— start of DATASET ROWS —
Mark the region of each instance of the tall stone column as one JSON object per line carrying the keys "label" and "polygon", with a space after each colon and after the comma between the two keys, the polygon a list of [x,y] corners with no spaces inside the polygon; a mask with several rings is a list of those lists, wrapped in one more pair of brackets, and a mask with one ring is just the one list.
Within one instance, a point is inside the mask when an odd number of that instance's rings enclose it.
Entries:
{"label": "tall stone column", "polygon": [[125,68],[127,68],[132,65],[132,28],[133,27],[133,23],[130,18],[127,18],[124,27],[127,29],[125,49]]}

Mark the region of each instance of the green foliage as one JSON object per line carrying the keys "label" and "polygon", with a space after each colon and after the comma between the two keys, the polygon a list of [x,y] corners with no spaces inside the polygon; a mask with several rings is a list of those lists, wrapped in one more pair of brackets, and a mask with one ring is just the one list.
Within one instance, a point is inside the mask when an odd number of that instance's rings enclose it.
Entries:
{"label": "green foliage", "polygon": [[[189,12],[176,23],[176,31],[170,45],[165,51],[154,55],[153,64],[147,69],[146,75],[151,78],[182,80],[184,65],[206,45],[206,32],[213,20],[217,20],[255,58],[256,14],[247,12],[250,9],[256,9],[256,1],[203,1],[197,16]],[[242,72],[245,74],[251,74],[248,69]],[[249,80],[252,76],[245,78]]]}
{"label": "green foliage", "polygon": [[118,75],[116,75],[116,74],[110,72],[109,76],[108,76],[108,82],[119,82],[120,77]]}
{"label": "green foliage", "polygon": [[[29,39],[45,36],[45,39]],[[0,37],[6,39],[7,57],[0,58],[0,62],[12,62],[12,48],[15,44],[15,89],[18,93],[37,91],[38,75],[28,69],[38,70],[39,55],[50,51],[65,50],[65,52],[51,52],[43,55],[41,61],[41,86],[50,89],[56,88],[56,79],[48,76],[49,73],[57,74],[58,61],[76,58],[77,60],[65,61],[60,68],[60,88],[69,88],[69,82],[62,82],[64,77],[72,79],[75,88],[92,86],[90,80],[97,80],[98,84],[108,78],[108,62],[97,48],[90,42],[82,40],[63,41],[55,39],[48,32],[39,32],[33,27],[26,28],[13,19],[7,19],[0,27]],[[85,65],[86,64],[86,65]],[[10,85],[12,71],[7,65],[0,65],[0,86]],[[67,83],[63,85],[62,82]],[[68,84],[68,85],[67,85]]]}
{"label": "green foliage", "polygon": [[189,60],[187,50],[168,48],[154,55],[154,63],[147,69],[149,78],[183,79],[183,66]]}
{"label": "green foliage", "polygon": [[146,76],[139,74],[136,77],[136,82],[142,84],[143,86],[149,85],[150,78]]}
— end of DATASET ROWS —
### EXERCISE DESCRIPTION
Retype every entry word for word.

### WRITTEN RESPONSE
Mark the region of each instance of the tall stone column as one JSON object per line carrying the keys "label" and "polygon", with a space after each colon and after the comma between the two keys, the polygon a list of [x,y] corners with no spaces inside the polygon; a mask with several rings is a list of those lists, wrapped in one more pair of brackets, and a mask with one ring is just the one list.
Within one instance, a point is inside the mask when an odd number of that instance's rings enclose it.
Entries:
{"label": "tall stone column", "polygon": [[125,68],[127,68],[132,65],[132,28],[133,27],[133,23],[130,18],[127,18],[124,27],[127,29],[125,49]]}

Mark the region of each instance of the green foliage as one JSON object per line carrying the keys "label" and "polygon", with a space after each colon and after the comma between the two keys, the polygon a list of [x,y] corners with no spaces inside the polygon; a mask with several rings is a list of those lists, wrapped in one more pair of brackets, and a mask with one ring is just the one list.
Within one instance, a point is inside the mask when an odd number of that instance's rings enclose it.
Entries:
{"label": "green foliage", "polygon": [[[189,12],[176,23],[176,31],[170,45],[165,51],[154,55],[153,64],[147,69],[146,75],[151,78],[182,80],[184,65],[206,45],[206,32],[213,20],[217,20],[255,58],[256,14],[247,12],[250,9],[256,9],[256,1],[203,1],[197,16]],[[242,72],[245,74],[251,74],[248,69]],[[249,80],[252,76],[245,78]]]}
{"label": "green foliage", "polygon": [[118,75],[116,75],[116,74],[110,72],[109,76],[108,76],[108,82],[119,82],[120,77]]}
{"label": "green foliage", "polygon": [[[29,39],[45,36],[45,39]],[[0,37],[6,39],[7,57],[0,58],[0,62],[12,62],[12,48],[15,44],[15,89],[18,93],[37,91],[38,75],[28,69],[38,70],[39,55],[50,51],[65,50],[65,52],[51,52],[43,55],[41,61],[41,86],[50,89],[56,88],[56,79],[48,76],[49,73],[57,74],[58,61],[76,58],[77,60],[65,61],[60,68],[60,88],[69,88],[69,82],[62,82],[64,77],[72,79],[75,88],[92,86],[90,80],[97,80],[98,84],[108,78],[108,62],[97,48],[90,42],[82,40],[63,41],[55,39],[48,32],[39,32],[33,27],[26,28],[13,19],[7,19],[0,27]],[[85,65],[86,64],[86,65]],[[10,85],[12,71],[7,65],[0,65],[0,86]],[[67,83],[63,85],[62,82]],[[68,84],[68,85],[67,85]]]}
{"label": "green foliage", "polygon": [[189,60],[187,50],[168,48],[154,55],[154,63],[147,69],[149,78],[183,79],[183,66]]}
{"label": "green foliage", "polygon": [[146,76],[139,74],[136,77],[136,82],[142,84],[143,86],[149,85],[150,78]]}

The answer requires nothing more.